## Document text
....

A University of Michigan study found that water flow within muscle fibers may control muscle contraction speed.
Most animals use muscles to move, and muscles are about 70% water. However, what limits muscle performance needs to be clarified. Previous research focused on the molecular level, not considering muscle fibers’ three-dimensional, fluid-filled structure.
U-M physicist Suraj Shankar and Harvard’s L. Mahadevan developed a theoretical model showing that fluid movement through muscle fibers dictates contraction speed.
They discovered a new type of elasticity in muscles, called odd elasticity, allowing muscles to generate power through three-dimensional changes. This is seen when a muscle fiber contracts lengthwise and bulges outward. Their findings are published in Nature Physics.
This model can also explain the movements of other water-filled cells and tissues, like unicellular microorganisms, and could improve the design of soft actuators, fast artificial muscles, and shape-morphing materials. These usually have slow contraction speeds because they rely on external triggers.
Researchers describe each muscle fiber as an active sponge. This water-filled material contracts and squeezes itself using molecular motors.
Shankar explained, “Muscle fibers comprise components like proteins, cell nuclei, organelles such as mitochondria, and molecular motors like myosin that convert chemical fuel into motion. These components create a porous network filled with water, so a good description of muscle is an active sponge.”
The researchers suspected that the time it takes to move water through muscle fibers limits how quickly a muscle can twitch. To test this, they modeled muscle movements in various animals, including mammals, insects, birds, fish, and reptiles, focusing on those with swift motions.
Researchers found that muscles producing sound, like a rattlesnake’s tail, rely less on fluid flows and more on nervous system control and molecular properties. In smaller organisms like flying insects, which beat their wings hundreds to thousands of times per second, fluid flows play a more crucial role.
Shankar said, “In these cases, we found that fluid flows within muscle fibers are important, and our mechanism of active hydraulics likely limits the fastest contraction rates. Some insects, like mosquitoes, seem near this theoretical limit, but direct testing is needed.”
The researchers also discovered that when muscle fibers act like an active sponge, they behave as an active elastic engine. Unlike a rubber band, which stores and releases energy while maintaining energy conservation, muscles can generate power by converting chemical fuel into mechanical work, showing “odd elasticity.” This means that when muscles contract and relax, they bulge perpendicularly, not conserving energy and acting like a soft engine.
Shankar said, “These findings contrast with the prevailing view that focuses on molecular details, neglecting muscles’ long, hydrated, and multi-scale nature. Our results suggest a revised understanding of muscle function is essential for grasping the physiology and limits of animal movement.”
Water flow within muscle fibers is crucial in controlling how quickly muscles contract. This discovery highlights the importance of fluid dynamics in muscle function. It suggests a need to rethink our understanding of muscle physiology.
Journal reference:
- Shankar, S., Mahadevan, L. Active hydraulics and odd elasticity of muscle fibers. Nature Physics. DOI: 10.1038/s41567-024-02540-x.

....

## Exercise requirements
Translate this sentence from the article on water flow in muscle fibers into Spanish: "Researchers describe each muscle fiber as an active sponge."

....

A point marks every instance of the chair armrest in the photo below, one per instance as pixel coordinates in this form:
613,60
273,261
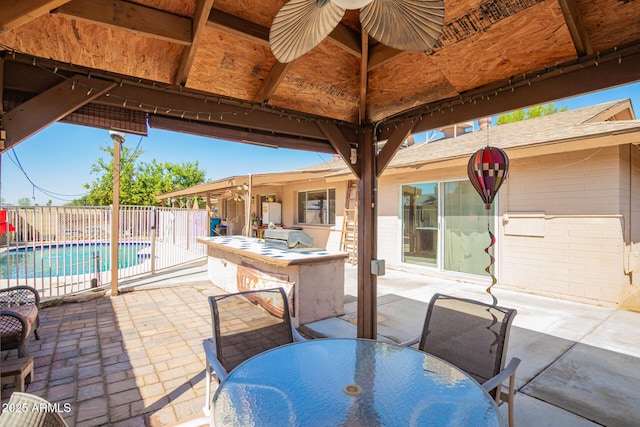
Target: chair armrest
411,342
502,375
212,359
296,335
23,295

....

## Reply to the exercise
Los investigadores describen cada fibra muscular como una esponja activa.